**PAGE TEXT:**

******************************

Reaching such an important milestone warrants a closer look at the health of the remaining candidates, especially since one of them might not be with us for very long. Along the way to 1PB, the second HyperX posted a pre-failure SMART warning.
Thanks to its compressible payload, this HyperX logged only 716TB of flash writes for 1PB of host writes. Don’t read too much into the magnitude of the savings, though. The stream of sequential writes in our endurance test isn’t indicative of real-world client workloads. Those workloads write far too slowly to stress SSD endurance in a reasonable timeframe.
Apart from its declining life indicator, the compressible HyperX is in excellent shape. It’s logged only two reallocated sectors and no program or erase failures so far. The flash seems to be in much better condition than that of its incompressible twin, which had hundreds of reallocated sectors and lots of program and erase failures with a similar volume of flash writes. The difference between the two configs suggests there may be some variance in flash endurance from one SSD to the next, even within the same family. Our sample size is far too small to draw a definitive conclusion, though.
Given how the HyperX is designed to behave, death probably isn’t imminent. I wouldn’t expect a failure until the number of reallocated sectors starts increasing substantially.
Next up: the Samsung 840 Pro.
After the 840 Series’ sudden demise, it’s hard to know what to expect from the Pro. This drive has the same SMART attributes as its TLC counterpart, including the wear leveling count that’s supposed to be related to health. The thing is, that attribute hit its lowest point after 400TB of writes, and Samsung’s SSD utility said the drive was still in good shape. SSD Magician indicated that everything was cool at 1PB, too, although the shrinking reserve of used blocks points to an increase in reallocated sectors.
The number of reallocated sectors started ramping up after 700TB, hitting 1836 at the 1PB mark. Based on its 1.5MB sector size, the 840 Pro has retired 2.7GB of its total flash capacity. There’s plenty left, but whether we burn through it all remains to be seen.
Our last survivor is Corsair’s Neutron GTX. Several of this drive’s SMART variables are obfuscated by vague, “vendor-specific” titles, but Corsair’s Toolbox utility identifies attribute 231 as “SSD life left.” HD Sentinel lists the same attribute as temperature, but the profile fits what we’d expect from a lifespan indicator, albeit one that thinks the Neutron is going to be around for a very, very long time.

******************************

**EXCERPTED RECORDS:**

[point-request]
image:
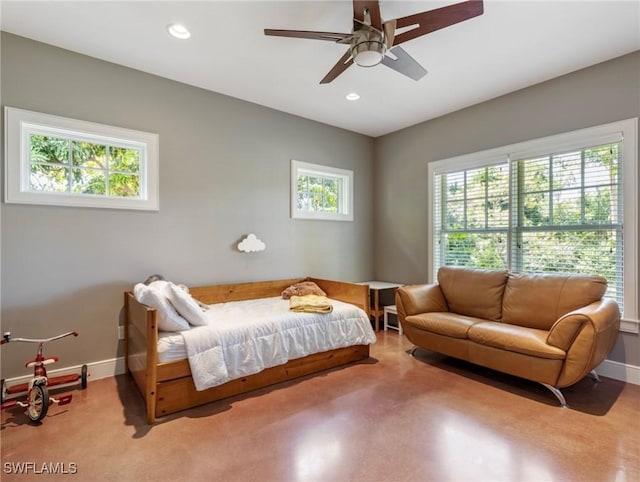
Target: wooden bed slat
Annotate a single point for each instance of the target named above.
(180, 394)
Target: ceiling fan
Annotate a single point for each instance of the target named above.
(373, 41)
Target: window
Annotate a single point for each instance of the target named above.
(558, 204)
(60, 161)
(321, 192)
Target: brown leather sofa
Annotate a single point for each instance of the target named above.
(549, 328)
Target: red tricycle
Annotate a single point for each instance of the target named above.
(38, 398)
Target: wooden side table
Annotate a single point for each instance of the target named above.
(376, 288)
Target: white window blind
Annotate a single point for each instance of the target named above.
(558, 204)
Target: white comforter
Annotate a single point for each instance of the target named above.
(245, 337)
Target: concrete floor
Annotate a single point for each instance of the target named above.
(391, 418)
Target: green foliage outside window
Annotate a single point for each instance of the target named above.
(78, 167)
(318, 194)
(565, 212)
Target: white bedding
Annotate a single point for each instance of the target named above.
(244, 337)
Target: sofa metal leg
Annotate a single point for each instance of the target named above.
(557, 393)
(595, 376)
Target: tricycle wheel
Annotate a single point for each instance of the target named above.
(38, 398)
(83, 377)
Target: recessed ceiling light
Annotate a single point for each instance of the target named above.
(178, 31)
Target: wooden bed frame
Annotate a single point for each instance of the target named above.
(168, 387)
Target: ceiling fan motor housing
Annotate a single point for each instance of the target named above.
(368, 47)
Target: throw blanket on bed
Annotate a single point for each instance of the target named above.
(245, 337)
(310, 304)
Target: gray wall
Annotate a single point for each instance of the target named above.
(597, 95)
(224, 173)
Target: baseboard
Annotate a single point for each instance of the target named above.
(619, 371)
(96, 371)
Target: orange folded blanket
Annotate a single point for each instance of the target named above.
(310, 304)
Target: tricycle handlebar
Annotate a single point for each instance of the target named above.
(6, 338)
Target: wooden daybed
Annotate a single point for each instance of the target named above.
(168, 387)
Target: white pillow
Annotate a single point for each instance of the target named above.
(184, 304)
(168, 318)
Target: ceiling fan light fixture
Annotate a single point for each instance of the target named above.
(368, 54)
(178, 31)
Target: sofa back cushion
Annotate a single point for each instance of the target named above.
(538, 300)
(473, 292)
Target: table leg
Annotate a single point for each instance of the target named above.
(376, 308)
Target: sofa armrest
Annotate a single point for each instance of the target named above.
(416, 299)
(587, 335)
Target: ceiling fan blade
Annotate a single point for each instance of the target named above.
(330, 36)
(437, 19)
(389, 32)
(373, 7)
(404, 63)
(345, 61)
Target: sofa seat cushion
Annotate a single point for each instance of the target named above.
(519, 339)
(472, 291)
(443, 323)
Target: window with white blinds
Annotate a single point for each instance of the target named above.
(566, 203)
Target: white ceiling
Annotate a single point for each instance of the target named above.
(514, 44)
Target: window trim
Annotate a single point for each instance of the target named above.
(19, 123)
(627, 130)
(345, 200)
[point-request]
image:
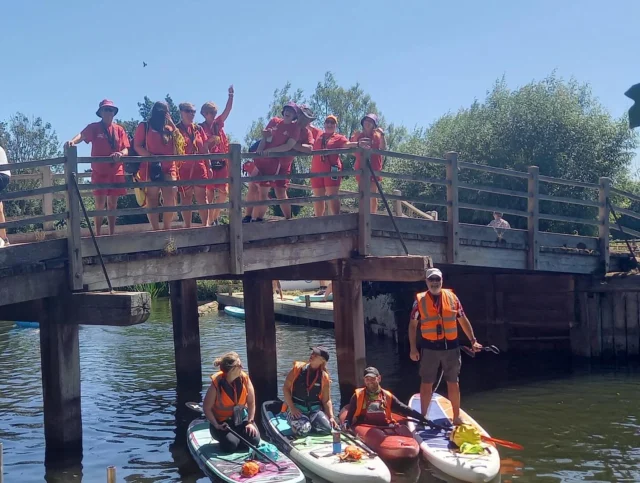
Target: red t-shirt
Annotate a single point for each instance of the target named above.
(309, 134)
(99, 136)
(327, 141)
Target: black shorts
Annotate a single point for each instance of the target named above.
(4, 181)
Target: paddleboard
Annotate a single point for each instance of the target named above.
(394, 444)
(314, 452)
(227, 466)
(441, 453)
(234, 311)
(313, 298)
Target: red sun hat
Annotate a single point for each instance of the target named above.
(106, 103)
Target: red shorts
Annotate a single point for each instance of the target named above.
(108, 178)
(376, 164)
(273, 166)
(193, 171)
(218, 174)
(324, 167)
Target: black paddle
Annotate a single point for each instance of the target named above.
(197, 408)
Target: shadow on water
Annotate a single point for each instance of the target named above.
(576, 422)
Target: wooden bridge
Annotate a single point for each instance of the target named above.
(58, 274)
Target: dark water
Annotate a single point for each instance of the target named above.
(576, 424)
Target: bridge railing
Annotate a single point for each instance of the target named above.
(537, 195)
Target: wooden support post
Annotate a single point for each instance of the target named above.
(533, 220)
(348, 319)
(603, 221)
(364, 207)
(186, 333)
(397, 204)
(453, 214)
(260, 326)
(73, 223)
(235, 212)
(60, 359)
(47, 199)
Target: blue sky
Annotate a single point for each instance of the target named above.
(417, 58)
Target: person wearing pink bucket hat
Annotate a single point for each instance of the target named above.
(107, 139)
(372, 132)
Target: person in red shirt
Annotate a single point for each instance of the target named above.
(375, 134)
(280, 135)
(107, 139)
(217, 142)
(155, 137)
(196, 142)
(329, 139)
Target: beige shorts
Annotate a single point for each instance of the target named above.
(431, 360)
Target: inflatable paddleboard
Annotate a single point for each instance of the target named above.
(227, 466)
(314, 452)
(441, 453)
(234, 311)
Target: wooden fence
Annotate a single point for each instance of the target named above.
(601, 198)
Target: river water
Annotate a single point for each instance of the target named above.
(576, 424)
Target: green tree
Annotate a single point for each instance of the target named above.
(556, 125)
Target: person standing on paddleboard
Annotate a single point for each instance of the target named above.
(375, 406)
(438, 311)
(307, 395)
(230, 403)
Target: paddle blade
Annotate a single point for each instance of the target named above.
(502, 442)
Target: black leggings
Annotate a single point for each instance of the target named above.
(229, 442)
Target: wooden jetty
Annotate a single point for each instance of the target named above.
(50, 275)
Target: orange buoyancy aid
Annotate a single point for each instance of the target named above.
(362, 404)
(438, 323)
(223, 407)
(306, 392)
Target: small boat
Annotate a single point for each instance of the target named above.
(394, 444)
(234, 311)
(314, 454)
(313, 298)
(441, 453)
(227, 466)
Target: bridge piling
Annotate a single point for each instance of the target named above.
(186, 334)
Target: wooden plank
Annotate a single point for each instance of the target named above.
(33, 253)
(167, 241)
(236, 240)
(595, 324)
(364, 206)
(453, 212)
(620, 325)
(73, 227)
(33, 286)
(348, 319)
(533, 220)
(633, 325)
(608, 348)
(60, 363)
(300, 227)
(186, 334)
(261, 338)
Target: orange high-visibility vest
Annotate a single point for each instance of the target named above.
(223, 407)
(362, 406)
(431, 317)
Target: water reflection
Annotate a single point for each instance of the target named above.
(575, 424)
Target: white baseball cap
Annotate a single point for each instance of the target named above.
(433, 271)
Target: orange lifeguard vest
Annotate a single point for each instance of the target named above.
(363, 406)
(223, 407)
(431, 318)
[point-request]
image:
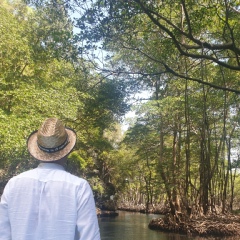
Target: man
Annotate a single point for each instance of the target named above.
(48, 202)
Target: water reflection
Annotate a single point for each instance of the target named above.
(133, 226)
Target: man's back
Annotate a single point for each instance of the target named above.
(48, 203)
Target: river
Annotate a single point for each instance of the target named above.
(134, 226)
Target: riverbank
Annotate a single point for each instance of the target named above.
(214, 225)
(205, 226)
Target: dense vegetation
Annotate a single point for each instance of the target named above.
(183, 147)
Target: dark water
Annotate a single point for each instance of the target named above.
(133, 226)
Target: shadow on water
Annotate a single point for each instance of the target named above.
(134, 226)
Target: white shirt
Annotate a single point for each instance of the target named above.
(48, 203)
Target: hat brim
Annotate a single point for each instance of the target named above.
(38, 154)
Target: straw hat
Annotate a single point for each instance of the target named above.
(52, 141)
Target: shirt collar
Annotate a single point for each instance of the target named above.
(50, 166)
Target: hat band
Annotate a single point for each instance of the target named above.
(56, 149)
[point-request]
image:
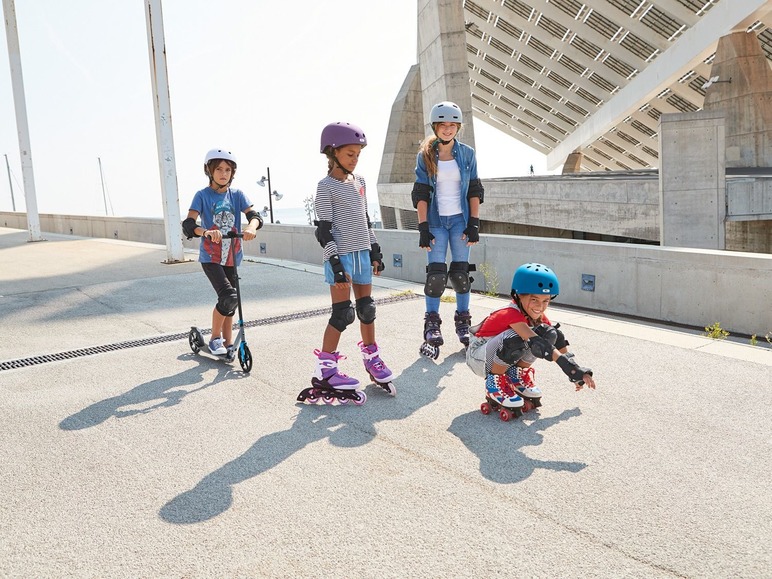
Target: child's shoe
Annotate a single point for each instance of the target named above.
(501, 389)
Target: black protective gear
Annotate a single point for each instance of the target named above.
(420, 192)
(252, 214)
(342, 315)
(540, 347)
(189, 228)
(337, 269)
(512, 349)
(425, 236)
(227, 302)
(560, 341)
(459, 277)
(376, 257)
(436, 279)
(472, 230)
(475, 190)
(323, 232)
(572, 369)
(366, 309)
(547, 332)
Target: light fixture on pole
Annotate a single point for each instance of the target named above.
(714, 80)
(274, 194)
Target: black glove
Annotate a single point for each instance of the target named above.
(337, 269)
(572, 369)
(425, 236)
(472, 230)
(376, 257)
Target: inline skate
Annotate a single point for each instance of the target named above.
(378, 371)
(329, 385)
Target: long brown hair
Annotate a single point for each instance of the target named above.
(428, 148)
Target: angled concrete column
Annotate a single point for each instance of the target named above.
(692, 180)
(405, 132)
(745, 101)
(443, 61)
(573, 163)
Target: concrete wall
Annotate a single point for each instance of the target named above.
(692, 179)
(685, 286)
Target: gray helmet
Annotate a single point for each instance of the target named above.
(220, 154)
(445, 112)
(339, 134)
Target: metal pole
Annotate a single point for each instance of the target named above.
(10, 183)
(102, 178)
(270, 194)
(163, 126)
(17, 83)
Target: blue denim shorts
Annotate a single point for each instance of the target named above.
(357, 265)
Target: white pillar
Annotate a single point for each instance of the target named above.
(25, 150)
(163, 125)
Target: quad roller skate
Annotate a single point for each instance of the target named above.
(378, 371)
(432, 336)
(501, 397)
(463, 320)
(525, 387)
(330, 386)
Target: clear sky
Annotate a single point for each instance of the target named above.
(259, 77)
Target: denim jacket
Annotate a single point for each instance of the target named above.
(425, 186)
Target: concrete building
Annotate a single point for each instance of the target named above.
(658, 112)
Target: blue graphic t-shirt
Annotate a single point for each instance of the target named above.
(220, 211)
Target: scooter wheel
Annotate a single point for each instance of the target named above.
(193, 341)
(245, 358)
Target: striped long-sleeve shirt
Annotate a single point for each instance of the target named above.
(344, 204)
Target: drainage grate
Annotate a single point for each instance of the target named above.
(81, 352)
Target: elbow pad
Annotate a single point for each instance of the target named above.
(323, 232)
(475, 190)
(252, 214)
(420, 192)
(189, 228)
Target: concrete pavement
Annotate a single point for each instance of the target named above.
(150, 461)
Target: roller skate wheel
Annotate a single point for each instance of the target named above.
(361, 398)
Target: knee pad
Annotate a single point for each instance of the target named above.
(342, 315)
(547, 332)
(366, 310)
(459, 278)
(511, 349)
(227, 302)
(436, 278)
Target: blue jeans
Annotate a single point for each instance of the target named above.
(448, 233)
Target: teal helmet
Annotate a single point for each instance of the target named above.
(535, 278)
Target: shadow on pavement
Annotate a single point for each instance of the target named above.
(499, 444)
(161, 393)
(345, 426)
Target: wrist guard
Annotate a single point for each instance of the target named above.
(339, 274)
(572, 369)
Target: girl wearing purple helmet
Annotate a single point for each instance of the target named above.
(447, 195)
(351, 257)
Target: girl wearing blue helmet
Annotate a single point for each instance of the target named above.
(510, 339)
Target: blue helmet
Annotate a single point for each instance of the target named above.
(535, 278)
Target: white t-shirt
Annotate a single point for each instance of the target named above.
(448, 188)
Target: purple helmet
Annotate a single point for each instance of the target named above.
(339, 134)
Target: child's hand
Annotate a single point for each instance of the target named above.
(587, 380)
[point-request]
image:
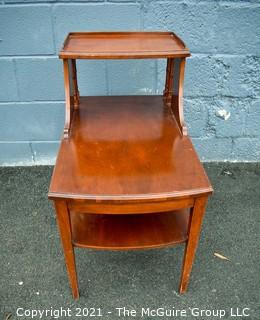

******************************

**TASK GOAL:** Print verbatim the portion of the SSD endurance text from "Apart from its" to "definitive conclusion, though.".

**SOLUTION:**
Apart from its declining life indicator, the compressible HyperX is in excellent shape. It’s logged only two reallocated sectors and no program or erase failures so far. The flash seems to be in much better condition than that of its incompressible twin, which had hundreds of reallocated sectors and lots of program and erase failures with a similar volume of flash writes. The difference between the two configs suggests there may be some variance in flash endurance from one SSD to the next, even within the same family. Our sample size is far too small to draw a definitive conclusion, though.